WHAT YOU ARE ASKED TO DO — Reproduce every line of the items below, requests included, and offset each point coordinate in the answers by adding 138 to it.

** Start EXTRACTED DATA **

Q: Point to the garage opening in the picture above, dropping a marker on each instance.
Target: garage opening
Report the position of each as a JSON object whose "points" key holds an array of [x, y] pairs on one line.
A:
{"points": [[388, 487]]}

** End EXTRACTED DATA **

PROBLEM SOLUTION —
Q: Point to the garage opening in the picture above, dropping a marker on each instance.
Target: garage opening
Report the position of each as a JSON object whose "points" key holds an array of [x, y] pairs on one line.
A:
{"points": [[526, 625]]}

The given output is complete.